Selected excerpt:
Last Updated on June 23, 2022 by Laura Turner
This past application cycle was brutal—I’ve struggled to sleep and to concentrate; I have pored over SDN’s waitlist support group addictively, creating theories for how to get off of the list; and paced hallways impatiently waiting for that letter, email, or phone call of acceptance. But I’m not an applicant, only an applicant’s dad.
For months, I have watched my intelligent, accomplished daughter –who has only ever wanted to be a doctor– go through the psychologically and emotionally draining ritual that is the medical school application process. Where’s the Eighth Amendment when you need it? At the end, bloodied but unbowed, she was ultimately accepted into two schools and will soon begin her training in the City of Brotherly Love. (She promises never to cheer for any Philadelphia sports teams, as doctors are meant to be ethical and show good judgment.) But there is no delight or, rather, it evaporated soon after the acceptances arrived. The abiding emotion for all our family is that of exhausted relief.

Extracted entries:
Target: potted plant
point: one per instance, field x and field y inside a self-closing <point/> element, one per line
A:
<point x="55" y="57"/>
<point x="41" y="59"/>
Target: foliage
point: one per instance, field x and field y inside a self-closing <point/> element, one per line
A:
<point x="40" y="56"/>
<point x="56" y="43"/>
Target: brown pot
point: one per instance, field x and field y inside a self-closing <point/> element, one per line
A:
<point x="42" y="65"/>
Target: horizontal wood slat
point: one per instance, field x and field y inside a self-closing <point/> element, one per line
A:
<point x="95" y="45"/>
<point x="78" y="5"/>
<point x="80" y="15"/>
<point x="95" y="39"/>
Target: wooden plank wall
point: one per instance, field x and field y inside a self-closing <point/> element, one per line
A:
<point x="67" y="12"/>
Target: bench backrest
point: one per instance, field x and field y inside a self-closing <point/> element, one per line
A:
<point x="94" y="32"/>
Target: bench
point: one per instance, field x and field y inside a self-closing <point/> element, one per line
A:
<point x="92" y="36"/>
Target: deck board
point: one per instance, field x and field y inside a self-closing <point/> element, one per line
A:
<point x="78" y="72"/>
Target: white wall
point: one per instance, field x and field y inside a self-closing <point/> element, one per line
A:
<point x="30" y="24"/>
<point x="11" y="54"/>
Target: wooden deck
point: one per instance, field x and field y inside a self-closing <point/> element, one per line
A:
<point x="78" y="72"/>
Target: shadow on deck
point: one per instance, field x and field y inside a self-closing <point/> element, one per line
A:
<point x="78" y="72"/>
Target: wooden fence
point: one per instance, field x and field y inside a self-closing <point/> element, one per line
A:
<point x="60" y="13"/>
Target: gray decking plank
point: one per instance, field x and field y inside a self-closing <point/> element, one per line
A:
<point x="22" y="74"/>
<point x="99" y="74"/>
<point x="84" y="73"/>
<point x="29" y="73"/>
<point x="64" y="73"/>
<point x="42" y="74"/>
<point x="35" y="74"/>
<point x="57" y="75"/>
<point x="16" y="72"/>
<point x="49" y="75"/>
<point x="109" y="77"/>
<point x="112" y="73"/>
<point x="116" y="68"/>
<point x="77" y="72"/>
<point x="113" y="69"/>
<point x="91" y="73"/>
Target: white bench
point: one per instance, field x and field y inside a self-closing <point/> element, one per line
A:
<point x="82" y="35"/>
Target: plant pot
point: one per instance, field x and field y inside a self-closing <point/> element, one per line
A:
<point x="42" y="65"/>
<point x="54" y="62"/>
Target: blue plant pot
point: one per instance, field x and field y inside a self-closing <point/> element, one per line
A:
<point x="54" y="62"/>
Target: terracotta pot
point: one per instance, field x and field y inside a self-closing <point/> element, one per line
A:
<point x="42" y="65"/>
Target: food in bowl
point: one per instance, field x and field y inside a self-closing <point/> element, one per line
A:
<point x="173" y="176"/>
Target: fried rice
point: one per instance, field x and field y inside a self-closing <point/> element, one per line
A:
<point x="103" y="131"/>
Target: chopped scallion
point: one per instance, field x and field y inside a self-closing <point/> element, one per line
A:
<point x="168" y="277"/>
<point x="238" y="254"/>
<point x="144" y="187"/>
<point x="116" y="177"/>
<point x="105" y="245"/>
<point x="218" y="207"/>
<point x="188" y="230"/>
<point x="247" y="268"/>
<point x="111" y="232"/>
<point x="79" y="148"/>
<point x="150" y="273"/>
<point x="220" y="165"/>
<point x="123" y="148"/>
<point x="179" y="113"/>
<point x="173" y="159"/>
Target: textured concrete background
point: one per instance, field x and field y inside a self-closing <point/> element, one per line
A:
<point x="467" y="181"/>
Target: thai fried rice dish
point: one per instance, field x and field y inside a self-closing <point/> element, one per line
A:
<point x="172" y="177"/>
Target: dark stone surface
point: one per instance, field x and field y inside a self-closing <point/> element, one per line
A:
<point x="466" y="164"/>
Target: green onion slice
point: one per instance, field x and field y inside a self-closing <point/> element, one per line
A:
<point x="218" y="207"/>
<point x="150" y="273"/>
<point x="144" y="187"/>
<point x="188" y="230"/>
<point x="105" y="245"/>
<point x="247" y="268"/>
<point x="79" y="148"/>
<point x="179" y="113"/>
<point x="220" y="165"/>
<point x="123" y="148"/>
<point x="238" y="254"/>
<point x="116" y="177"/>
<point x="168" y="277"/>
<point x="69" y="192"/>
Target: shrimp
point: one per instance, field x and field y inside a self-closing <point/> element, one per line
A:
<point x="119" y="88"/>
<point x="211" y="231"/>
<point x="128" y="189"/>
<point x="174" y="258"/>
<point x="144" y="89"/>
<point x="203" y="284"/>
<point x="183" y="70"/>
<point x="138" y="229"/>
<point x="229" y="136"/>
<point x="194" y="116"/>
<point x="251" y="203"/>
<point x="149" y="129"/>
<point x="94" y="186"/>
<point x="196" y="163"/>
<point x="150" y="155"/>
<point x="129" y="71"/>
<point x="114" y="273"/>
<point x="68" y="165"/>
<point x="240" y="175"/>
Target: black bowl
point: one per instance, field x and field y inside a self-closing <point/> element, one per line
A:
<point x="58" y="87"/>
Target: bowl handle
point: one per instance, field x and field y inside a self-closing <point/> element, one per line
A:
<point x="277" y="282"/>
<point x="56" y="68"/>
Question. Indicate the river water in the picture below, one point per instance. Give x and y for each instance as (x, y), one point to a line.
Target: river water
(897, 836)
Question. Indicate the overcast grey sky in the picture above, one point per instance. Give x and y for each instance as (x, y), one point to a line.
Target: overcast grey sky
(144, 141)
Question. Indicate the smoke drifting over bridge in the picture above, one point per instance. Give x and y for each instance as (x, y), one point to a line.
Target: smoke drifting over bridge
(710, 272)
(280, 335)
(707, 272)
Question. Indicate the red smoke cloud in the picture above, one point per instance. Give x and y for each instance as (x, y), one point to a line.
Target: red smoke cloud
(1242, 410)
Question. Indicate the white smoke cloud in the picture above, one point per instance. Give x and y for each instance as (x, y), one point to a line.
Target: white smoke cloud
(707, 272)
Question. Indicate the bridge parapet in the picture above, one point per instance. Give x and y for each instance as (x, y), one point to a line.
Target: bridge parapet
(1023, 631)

What to work on:
1 > Reproduce word for word the portion of the passage on the medical school application above that opens with the words containing "For months, I" and closes with "of exhausted relief.".
2 > In the passage on the medical school application above, list every form in which the writer waited for an acceptance to arrive.

Task-by-task solutions:
1 >
For months, I have watched my intelligent, accomplished daughter –who has only ever wanted to be a doctor– go through the psychologically and emotionally draining ritual that is the medical school application process. Where’s the Eighth Amendment when you need it? At the end, bloodied but unbowed, she was ultimately accepted into two schools and will soon begin her training in the City of Brotherly Love. (She promises never to cheer for any Philadelphia sports teams, as doctors are meant to be ethical and show good judgment.) But there is no delight or, rather, it evaporated soon after the acceptances arrived. The abiding emotion for all our family is that of exhausted relief.

2 > Letter, email, phone call